Stated problem: Turn each line of the listing below into an entry in a numbered list, skipping any blank lines.

[Some records]

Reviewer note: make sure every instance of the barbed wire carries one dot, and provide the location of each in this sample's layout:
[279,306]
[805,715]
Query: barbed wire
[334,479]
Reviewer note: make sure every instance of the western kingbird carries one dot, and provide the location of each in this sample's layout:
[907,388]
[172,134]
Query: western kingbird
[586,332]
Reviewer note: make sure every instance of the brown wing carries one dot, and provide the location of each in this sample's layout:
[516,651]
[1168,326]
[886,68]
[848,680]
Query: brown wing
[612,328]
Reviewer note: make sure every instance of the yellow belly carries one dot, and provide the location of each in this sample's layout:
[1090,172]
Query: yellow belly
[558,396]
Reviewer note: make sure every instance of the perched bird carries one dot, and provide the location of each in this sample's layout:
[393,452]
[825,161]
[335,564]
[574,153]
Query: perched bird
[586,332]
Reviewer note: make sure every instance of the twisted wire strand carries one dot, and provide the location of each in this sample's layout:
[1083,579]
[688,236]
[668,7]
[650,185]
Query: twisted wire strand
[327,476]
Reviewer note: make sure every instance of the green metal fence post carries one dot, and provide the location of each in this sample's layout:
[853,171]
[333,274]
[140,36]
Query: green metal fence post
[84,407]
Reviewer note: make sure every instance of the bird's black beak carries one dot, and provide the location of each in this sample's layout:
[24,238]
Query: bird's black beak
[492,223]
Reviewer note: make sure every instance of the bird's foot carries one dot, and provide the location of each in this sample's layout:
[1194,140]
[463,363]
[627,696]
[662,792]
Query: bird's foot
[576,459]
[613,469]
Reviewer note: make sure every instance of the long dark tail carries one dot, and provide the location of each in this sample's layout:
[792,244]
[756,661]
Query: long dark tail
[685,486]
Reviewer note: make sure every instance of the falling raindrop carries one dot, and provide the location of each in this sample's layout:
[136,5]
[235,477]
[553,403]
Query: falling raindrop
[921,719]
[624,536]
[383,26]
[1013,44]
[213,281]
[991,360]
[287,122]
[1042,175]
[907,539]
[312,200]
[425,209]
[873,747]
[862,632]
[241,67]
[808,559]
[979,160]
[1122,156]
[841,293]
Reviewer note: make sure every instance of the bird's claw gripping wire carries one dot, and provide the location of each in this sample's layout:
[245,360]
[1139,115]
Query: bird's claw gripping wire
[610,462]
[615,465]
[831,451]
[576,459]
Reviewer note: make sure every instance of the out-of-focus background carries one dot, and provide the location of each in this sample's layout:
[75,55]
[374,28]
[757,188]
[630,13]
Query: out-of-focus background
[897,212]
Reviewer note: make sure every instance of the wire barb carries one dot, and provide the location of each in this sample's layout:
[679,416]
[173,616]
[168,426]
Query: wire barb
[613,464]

Answer to this problem:
1. Reviewer note: make sure every instance of the barbed wire carries one dot, and provide the location of each in this sample's layout:
2. [279,306]
3. [805,715]
4. Query: barbed wire
5. [334,479]
6. Reviewer note: make sure every instance of the western kingbird carries one dot, and provide the location of each in this sample's layout:
7. [907,388]
8. [172,134]
9. Query: western kingbird
10. [586,332]
11. Reviewer note: make sure every instance of the brown wing carries one dot, and provide the location of each in this sample's layout:
12. [516,651]
13. [1168,326]
14. [886,68]
15. [848,680]
16. Query: brown wing
17. [612,328]
18. Reviewer note: make sure every instance of the yellow belly carries one dot, and provide the location of each in this sample's layout:
19. [1090,172]
20. Query: yellow belly
21. [558,396]
22. Reviewer note: make sure every instance of the perched bird carries one dot, and provide the location of each in this sample's layout:
23. [393,452]
24. [825,161]
25. [335,564]
26. [574,153]
27. Query: perched bird
28. [586,332]
29. Reviewer note: make sure every instance of the twisted wire strand carries one dot, and provide the location of each in this sample's layout:
30. [1083,579]
31. [688,236]
32. [668,7]
33. [650,185]
34. Query: twisted wire strand
35. [327,476]
36. Reviewer note: make sure every instance of the green metal fence post carries one dot, and provide the location of each in this sample's layout:
37. [853,171]
38. [333,274]
39. [140,36]
40. Query: green metal fence post
41. [84,407]
42. Reviewer note: make sure every instance of the bird's black beak carries one dot, and provide the location of each in this sample's layout:
43. [24,238]
44. Query: bird's black beak
45. [492,223]
46. Reviewer note: make sure every instance of the bird's foot carries one dot, and provide the location of each in this sample's layout:
47. [1194,140]
48. [463,363]
49. [627,696]
50. [662,792]
51. Query: bird's foot
52. [576,459]
53. [613,469]
54. Reviewer note: make sure every instance of the long dark tail carries one dot, and provide the location of each in this sample's layout:
55. [792,244]
56. [756,661]
57. Query: long dark tail
58. [685,486]
59. Reviewer note: make sure every instance of the falling raindrop carries one dot, and provide the location of each in this sample's layout:
60. [136,5]
61. [235,477]
62. [553,403]
63. Query: falling raindrop
64. [921,719]
65. [624,536]
66. [383,26]
67. [1013,44]
68. [213,281]
69. [991,360]
70. [287,122]
71. [1042,175]
72. [907,539]
73. [312,200]
74. [425,209]
75. [873,747]
76. [862,632]
77. [241,67]
78. [808,559]
79. [979,160]
80. [1122,156]
81. [841,293]
82. Reviewer note: make sure every instance of the bird's claw gripping wire carries one dot, and provide the location of each in this sample's layout:
83. [245,360]
84. [1139,115]
85. Query: bird's claw gripping wire
86. [610,462]
87. [615,465]
88. [831,451]
89. [576,459]
90. Reviewer note: make sure every instance of the out-of-focus background carries one dot, and provide the location of each in this sample's layout:
91. [75,55]
92. [374,28]
93. [757,188]
94. [630,13]
95. Query: out-of-focus background
96. [897,212]
97. Reviewer note: make sure every instance of the wire barb carries one dot, and provide the location of each in this sample's layout:
98. [679,416]
99. [173,616]
100. [168,426]
101. Query: wire barb
102. [613,464]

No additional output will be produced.